The second order issued is: “Be grateful unto Me because I have bestowed countless favours upon you. Together with this, show gratitude unto your parents as well because, amongst the creation, you are not indebted to anyone as you are indebted to your parents”.

The third ordinance is that if any one of them compel you to associate partners with Allâh, don’t obey because the right of Allâh supersedes the rights of human beings. Even if they are polytheists (mushriks) and they force you to commit acts of shirk, be courteous unto them and serve them.

Such importance is attached to these rights that Allâh Ta’âla emphasises this point by ordaining us to be good unto them even though they are mushriks and compel you onto shirk. From this we can deduce the rights of those parents who tread the path of Allâh and make the children tread on the same path as well.

> Excerpted records:
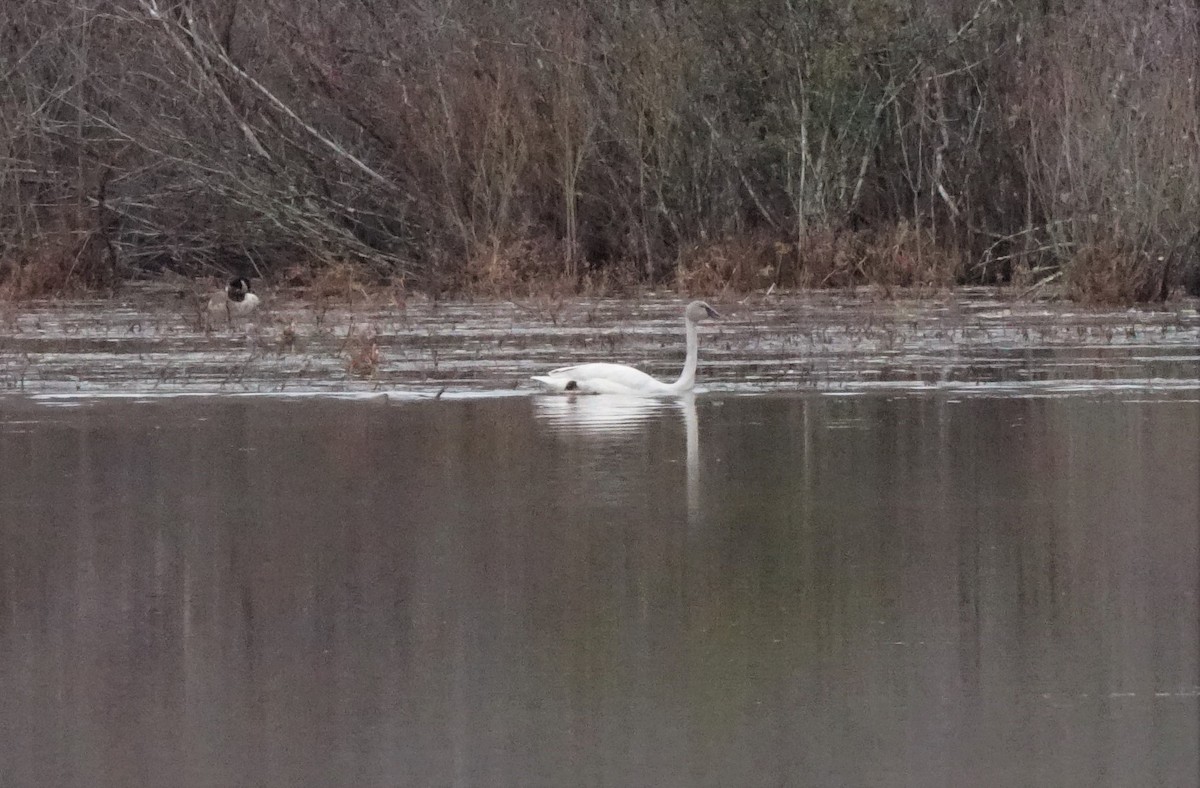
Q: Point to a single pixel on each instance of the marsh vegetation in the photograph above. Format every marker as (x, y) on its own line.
(515, 148)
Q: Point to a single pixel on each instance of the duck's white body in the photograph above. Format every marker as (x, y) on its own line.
(235, 301)
(621, 379)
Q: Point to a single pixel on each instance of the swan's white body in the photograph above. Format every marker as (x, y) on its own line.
(621, 379)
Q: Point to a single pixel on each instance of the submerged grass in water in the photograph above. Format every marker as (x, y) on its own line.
(153, 342)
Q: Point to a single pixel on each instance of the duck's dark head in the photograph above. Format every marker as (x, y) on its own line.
(238, 288)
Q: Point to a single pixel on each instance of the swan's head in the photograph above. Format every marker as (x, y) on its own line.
(699, 312)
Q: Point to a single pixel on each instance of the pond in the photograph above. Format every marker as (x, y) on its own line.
(972, 563)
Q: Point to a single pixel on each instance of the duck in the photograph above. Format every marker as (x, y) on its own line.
(604, 377)
(234, 301)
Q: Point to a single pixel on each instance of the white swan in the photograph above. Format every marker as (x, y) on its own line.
(235, 300)
(618, 378)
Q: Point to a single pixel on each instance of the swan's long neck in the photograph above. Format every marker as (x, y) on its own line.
(688, 377)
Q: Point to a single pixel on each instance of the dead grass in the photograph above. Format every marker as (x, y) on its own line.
(1108, 274)
(895, 257)
(67, 259)
(363, 355)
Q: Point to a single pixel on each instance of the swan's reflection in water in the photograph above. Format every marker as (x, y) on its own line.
(616, 417)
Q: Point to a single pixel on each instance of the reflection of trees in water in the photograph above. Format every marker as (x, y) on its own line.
(459, 590)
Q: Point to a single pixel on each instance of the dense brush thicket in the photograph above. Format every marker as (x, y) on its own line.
(507, 144)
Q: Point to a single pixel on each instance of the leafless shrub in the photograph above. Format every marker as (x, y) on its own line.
(508, 145)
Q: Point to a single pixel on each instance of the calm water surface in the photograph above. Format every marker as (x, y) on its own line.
(881, 589)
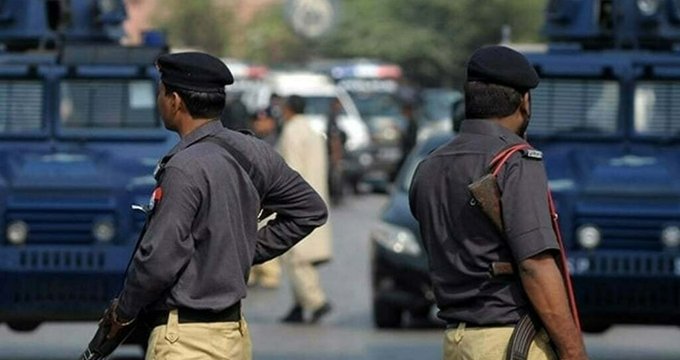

> Tasks for this exercise:
- 1) Name every Arabic term that appears in the passage on the rights of parents.
- 2) Using the passage on the rights of parents, answer each question on its own line:
(a) Which numbered order calls for gratitude to Allâh and to one's parents?
(b) What reason does the passage give for showing gratitude to parents?
(c) Why should a child not obey parents who compel the child to associate partners with Allâh?
- 3) Carry on the passage on the rights of parents from the point where it stops.
The listing comes from a separate source and has no connection to the passage on the rights of parents.

> The responses:
- 1) Allâh, mushriks, shirk, Ta'âla

- 2)
(a) The second order.
(b) Amongst the creation, you are not indebted to anyone as you are indebted to your parents.
(c) The right of Allâh supersedes the rights of human beings.

- 3)
That you be grateful unto me and unto your parents. [Surah 31, Verse 14]

Sha’bân ibne Uyaynah states in the commentary of this verse: “Whomsoever performs his five daily prayers, has shown gratitude to Allâh and whomsoever makes Duâ for his parents after the salâh, has shown gratitude to his parents.”

Verse Number Thirteen
And we ordered man to do good unto his parents. His mother bore him with pain and delivered him with pain. His bearing and his weaning are in thirty months, until when he reached his power (youth) and reached forty years, he said: “O my Lord! dispose it to my fortune that I may thank Thee for Thy beneficence which Thou has bestowed upon me and my parents and that I do good work well-pleasing to Thee and render my children pious (and grant me tranquility); I repent unto Thee and I am of those who are obedient. [Surah 46, Verse 15]

Commentary
The commentary of this verse is more or less the same as the verse in Surah Luqmân. This verse indicates that even though man is compelled to serve both his parents, his mother’s right is awarded importance simply because of the difficulties she faces in the wake of fostering her children. (a) she bore him with numerous difficulties, (b) she delivered him with excruciating pain, (c) she sacrifices thirty months in bearing and weaning him.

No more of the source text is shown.